- Activity -
Copy, from the data below, every line that has "sports" in it.

═════ Supplied data

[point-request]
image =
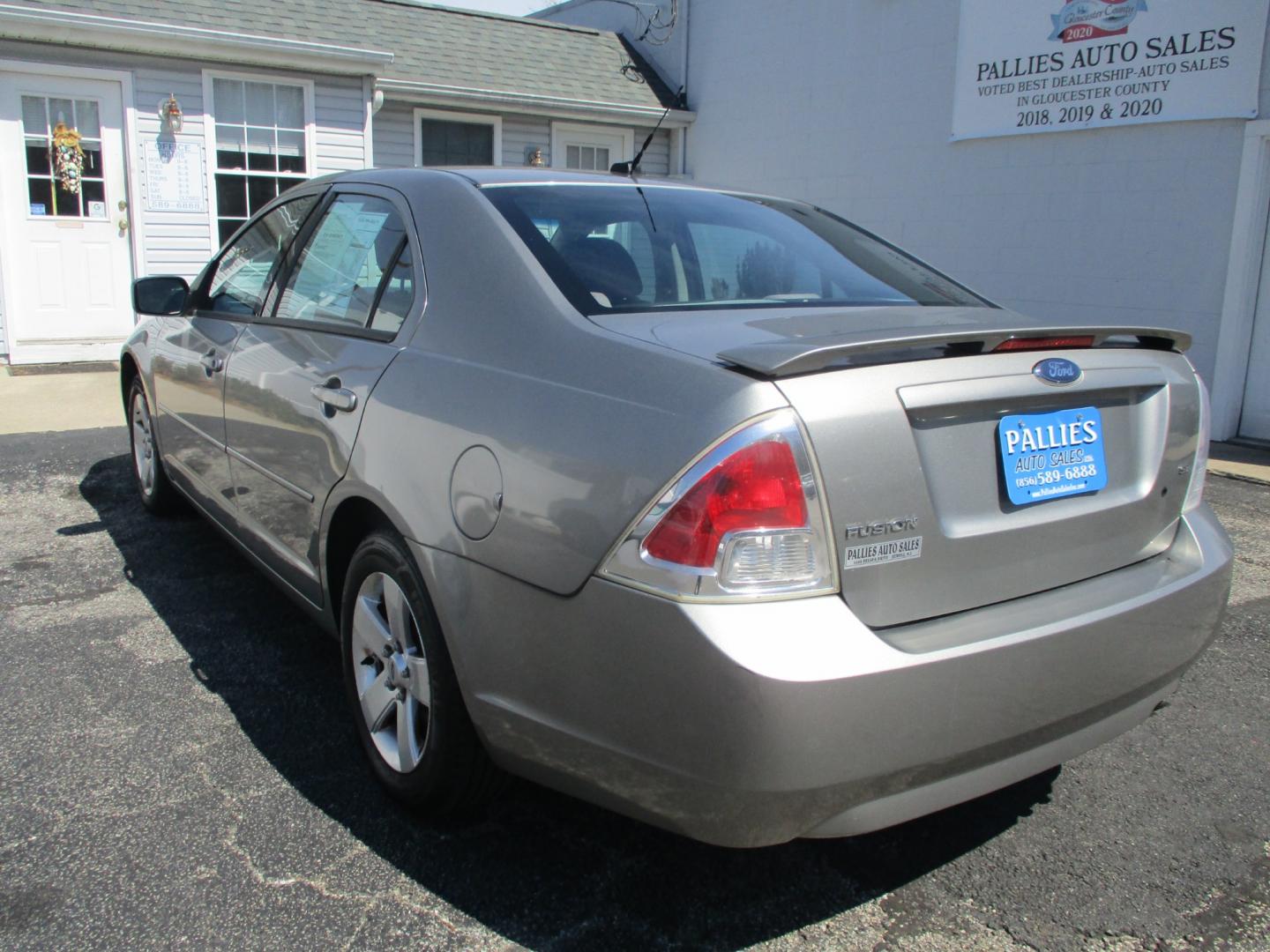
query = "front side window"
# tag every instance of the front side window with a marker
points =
(260, 146)
(355, 271)
(63, 140)
(628, 248)
(243, 274)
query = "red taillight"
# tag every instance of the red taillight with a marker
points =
(756, 487)
(1044, 343)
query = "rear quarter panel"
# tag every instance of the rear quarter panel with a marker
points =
(586, 424)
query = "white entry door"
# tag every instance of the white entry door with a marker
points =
(589, 147)
(66, 250)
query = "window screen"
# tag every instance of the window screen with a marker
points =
(449, 143)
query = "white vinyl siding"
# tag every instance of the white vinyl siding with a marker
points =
(340, 123)
(522, 133)
(657, 159)
(394, 140)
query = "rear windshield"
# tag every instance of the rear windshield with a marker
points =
(628, 248)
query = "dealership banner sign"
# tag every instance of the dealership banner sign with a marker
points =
(1053, 65)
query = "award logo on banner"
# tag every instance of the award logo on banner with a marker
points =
(1094, 19)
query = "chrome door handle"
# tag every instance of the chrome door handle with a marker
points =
(335, 398)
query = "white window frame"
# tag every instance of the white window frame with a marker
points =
(490, 120)
(562, 133)
(210, 132)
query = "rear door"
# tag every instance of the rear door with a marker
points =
(192, 352)
(302, 374)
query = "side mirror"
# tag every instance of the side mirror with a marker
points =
(159, 296)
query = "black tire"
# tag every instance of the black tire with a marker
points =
(152, 480)
(451, 773)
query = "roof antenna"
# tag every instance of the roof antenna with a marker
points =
(632, 165)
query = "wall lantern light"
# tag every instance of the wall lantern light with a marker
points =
(170, 115)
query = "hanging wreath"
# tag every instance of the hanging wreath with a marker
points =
(68, 158)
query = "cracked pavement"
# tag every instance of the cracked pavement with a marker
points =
(176, 770)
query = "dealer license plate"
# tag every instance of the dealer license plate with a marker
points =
(1045, 456)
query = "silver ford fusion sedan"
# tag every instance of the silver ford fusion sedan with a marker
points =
(706, 507)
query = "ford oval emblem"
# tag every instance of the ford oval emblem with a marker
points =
(1057, 371)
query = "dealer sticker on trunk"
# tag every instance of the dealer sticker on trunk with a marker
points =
(882, 553)
(1045, 456)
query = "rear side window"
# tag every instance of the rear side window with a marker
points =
(245, 270)
(635, 248)
(355, 271)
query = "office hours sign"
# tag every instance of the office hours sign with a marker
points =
(1048, 65)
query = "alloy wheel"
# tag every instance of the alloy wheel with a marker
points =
(143, 443)
(390, 672)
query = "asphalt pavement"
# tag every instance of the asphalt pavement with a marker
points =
(176, 770)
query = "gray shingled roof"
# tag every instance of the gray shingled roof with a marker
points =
(430, 43)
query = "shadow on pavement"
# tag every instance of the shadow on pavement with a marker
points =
(540, 867)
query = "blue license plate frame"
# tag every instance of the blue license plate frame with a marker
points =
(1053, 455)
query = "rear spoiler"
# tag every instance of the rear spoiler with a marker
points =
(785, 358)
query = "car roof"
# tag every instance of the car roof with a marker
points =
(485, 175)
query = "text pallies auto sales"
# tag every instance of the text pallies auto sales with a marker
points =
(1110, 54)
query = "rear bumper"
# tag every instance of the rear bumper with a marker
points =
(748, 725)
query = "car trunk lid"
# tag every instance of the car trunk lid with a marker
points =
(911, 460)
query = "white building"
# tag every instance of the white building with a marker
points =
(185, 117)
(851, 106)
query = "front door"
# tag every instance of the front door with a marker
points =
(66, 251)
(192, 352)
(300, 376)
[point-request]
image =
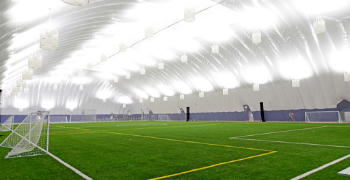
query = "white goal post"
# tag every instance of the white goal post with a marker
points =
(163, 118)
(31, 136)
(58, 119)
(7, 125)
(323, 117)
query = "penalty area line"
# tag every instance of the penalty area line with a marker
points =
(286, 142)
(278, 132)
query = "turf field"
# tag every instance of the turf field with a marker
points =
(186, 150)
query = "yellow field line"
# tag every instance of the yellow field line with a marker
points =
(214, 165)
(127, 129)
(193, 142)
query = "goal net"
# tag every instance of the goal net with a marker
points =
(7, 125)
(323, 117)
(30, 138)
(58, 119)
(163, 118)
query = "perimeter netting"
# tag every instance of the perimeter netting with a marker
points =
(30, 138)
(7, 125)
(323, 117)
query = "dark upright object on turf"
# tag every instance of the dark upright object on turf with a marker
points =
(188, 113)
(262, 111)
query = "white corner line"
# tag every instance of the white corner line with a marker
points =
(278, 132)
(320, 168)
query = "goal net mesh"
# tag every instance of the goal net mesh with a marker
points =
(28, 136)
(323, 117)
(163, 118)
(7, 125)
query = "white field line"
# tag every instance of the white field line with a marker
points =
(278, 132)
(320, 168)
(285, 142)
(109, 126)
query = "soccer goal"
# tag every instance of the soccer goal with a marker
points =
(323, 117)
(7, 125)
(58, 119)
(31, 136)
(163, 118)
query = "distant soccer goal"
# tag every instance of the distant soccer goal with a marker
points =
(58, 119)
(323, 117)
(30, 138)
(7, 125)
(163, 118)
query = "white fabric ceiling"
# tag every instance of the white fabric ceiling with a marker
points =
(289, 50)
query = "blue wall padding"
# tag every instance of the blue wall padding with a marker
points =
(281, 115)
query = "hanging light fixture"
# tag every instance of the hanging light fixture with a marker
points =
(256, 38)
(184, 58)
(215, 49)
(142, 71)
(26, 90)
(77, 2)
(89, 65)
(256, 87)
(35, 60)
(182, 97)
(319, 26)
(225, 91)
(49, 37)
(123, 47)
(189, 14)
(161, 65)
(347, 76)
(149, 32)
(104, 57)
(295, 83)
(127, 76)
(27, 74)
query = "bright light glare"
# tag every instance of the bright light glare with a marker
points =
(47, 104)
(153, 92)
(124, 100)
(71, 104)
(166, 90)
(183, 88)
(320, 6)
(202, 84)
(296, 69)
(21, 103)
(227, 80)
(340, 61)
(256, 18)
(258, 74)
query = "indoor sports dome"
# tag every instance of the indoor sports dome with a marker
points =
(175, 89)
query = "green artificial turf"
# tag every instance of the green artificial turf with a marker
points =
(146, 150)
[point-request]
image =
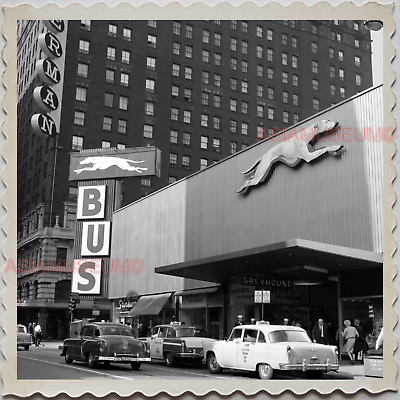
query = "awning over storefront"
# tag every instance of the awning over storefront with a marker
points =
(197, 291)
(150, 305)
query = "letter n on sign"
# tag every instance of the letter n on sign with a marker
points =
(86, 276)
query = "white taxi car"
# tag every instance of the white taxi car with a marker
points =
(264, 348)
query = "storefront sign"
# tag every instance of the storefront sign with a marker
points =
(86, 276)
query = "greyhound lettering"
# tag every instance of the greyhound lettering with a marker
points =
(291, 152)
(102, 163)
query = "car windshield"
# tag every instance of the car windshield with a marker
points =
(191, 332)
(288, 336)
(116, 330)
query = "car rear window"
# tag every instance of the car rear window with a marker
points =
(288, 336)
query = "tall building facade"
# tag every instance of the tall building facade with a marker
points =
(197, 90)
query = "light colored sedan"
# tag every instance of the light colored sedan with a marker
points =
(265, 348)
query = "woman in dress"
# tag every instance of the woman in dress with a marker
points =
(349, 334)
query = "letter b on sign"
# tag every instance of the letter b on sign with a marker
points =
(91, 202)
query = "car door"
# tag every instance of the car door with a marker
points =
(247, 349)
(229, 353)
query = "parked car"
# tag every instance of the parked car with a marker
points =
(108, 343)
(24, 339)
(265, 348)
(177, 342)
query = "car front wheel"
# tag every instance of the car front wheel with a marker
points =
(169, 359)
(135, 365)
(212, 364)
(91, 361)
(265, 371)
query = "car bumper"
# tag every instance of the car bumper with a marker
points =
(309, 367)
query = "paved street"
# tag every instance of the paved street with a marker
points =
(44, 362)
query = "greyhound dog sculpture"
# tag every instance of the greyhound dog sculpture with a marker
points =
(291, 152)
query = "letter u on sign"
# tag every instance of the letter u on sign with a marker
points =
(95, 238)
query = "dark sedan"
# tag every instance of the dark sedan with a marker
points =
(108, 343)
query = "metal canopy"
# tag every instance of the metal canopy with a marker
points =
(295, 259)
(150, 305)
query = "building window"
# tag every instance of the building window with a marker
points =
(186, 139)
(174, 114)
(151, 63)
(127, 34)
(189, 31)
(177, 28)
(186, 162)
(80, 94)
(245, 128)
(206, 36)
(314, 67)
(152, 41)
(314, 47)
(83, 70)
(175, 69)
(124, 79)
(149, 108)
(188, 51)
(217, 39)
(173, 137)
(107, 123)
(112, 30)
(79, 118)
(122, 125)
(216, 145)
(270, 93)
(126, 55)
(111, 53)
(108, 99)
(188, 73)
(187, 116)
(188, 94)
(77, 143)
(176, 48)
(173, 159)
(84, 47)
(217, 101)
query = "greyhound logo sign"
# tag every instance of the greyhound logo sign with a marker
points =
(291, 152)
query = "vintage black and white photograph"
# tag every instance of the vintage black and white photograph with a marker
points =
(200, 203)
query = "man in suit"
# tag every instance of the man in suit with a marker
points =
(320, 332)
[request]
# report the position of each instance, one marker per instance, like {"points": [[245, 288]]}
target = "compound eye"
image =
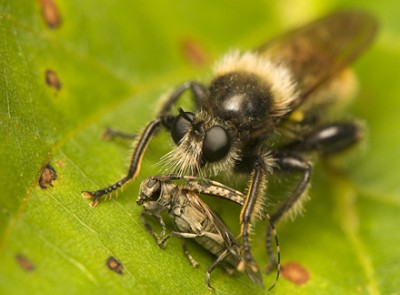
{"points": [[216, 144], [181, 125]]}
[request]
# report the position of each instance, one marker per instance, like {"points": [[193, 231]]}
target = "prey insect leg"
{"points": [[163, 119], [148, 227], [192, 261]]}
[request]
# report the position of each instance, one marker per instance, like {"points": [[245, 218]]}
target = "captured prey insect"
{"points": [[265, 110], [193, 219]]}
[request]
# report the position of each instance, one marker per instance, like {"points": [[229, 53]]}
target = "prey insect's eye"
{"points": [[216, 144], [181, 125]]}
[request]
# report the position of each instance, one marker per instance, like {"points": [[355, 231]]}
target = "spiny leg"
{"points": [[134, 167], [110, 133], [216, 189], [150, 229], [248, 211], [146, 135], [294, 164], [192, 261], [326, 140], [213, 266]]}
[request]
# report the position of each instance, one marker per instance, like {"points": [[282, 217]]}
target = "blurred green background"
{"points": [[114, 59]]}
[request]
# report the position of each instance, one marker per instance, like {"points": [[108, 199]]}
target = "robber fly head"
{"points": [[201, 141]]}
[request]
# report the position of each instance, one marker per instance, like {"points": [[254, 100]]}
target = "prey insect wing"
{"points": [[194, 219], [262, 112], [316, 52]]}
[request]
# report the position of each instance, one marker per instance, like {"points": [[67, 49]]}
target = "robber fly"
{"points": [[264, 111], [193, 219]]}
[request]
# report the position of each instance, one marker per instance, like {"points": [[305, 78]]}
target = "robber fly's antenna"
{"points": [[184, 115]]}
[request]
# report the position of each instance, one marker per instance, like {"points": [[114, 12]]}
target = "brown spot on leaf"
{"points": [[52, 79], [296, 273], [24, 262], [194, 52], [115, 265], [47, 177], [50, 13], [60, 163]]}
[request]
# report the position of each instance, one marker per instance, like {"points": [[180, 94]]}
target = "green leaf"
{"points": [[114, 59]]}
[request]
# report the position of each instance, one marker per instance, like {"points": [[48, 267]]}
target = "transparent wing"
{"points": [[316, 52]]}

══════════

- Task result -
query = "indoor sports dome"
# tag every instance of the indoor sports dome with a marker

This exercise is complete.